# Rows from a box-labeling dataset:
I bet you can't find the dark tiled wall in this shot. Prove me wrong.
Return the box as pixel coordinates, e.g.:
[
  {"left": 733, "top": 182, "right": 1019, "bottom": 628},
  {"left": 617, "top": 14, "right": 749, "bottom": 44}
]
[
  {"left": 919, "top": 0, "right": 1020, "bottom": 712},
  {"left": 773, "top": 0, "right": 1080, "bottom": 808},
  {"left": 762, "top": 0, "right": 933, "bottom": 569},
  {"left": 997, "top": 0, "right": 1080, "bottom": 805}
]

# Exercise:
Reproduce all of the material above, requests included, offsetting every pixel coordinate in the answers by 108. Leave the sample coordinates in the requests unchanged.

# Exercise response:
I bet you can't find the dark tiled wall in this shot. Prove me wrong.
Return the box as pixel coordinates, e.g.:
[
  {"left": 733, "top": 182, "right": 1019, "bottom": 628},
  {"left": 617, "top": 14, "right": 749, "bottom": 44}
]
[
  {"left": 1027, "top": 108, "right": 1128, "bottom": 820},
  {"left": 881, "top": 108, "right": 1188, "bottom": 916},
  {"left": 870, "top": 108, "right": 1041, "bottom": 677},
  {"left": 1105, "top": 108, "right": 1188, "bottom": 913}
]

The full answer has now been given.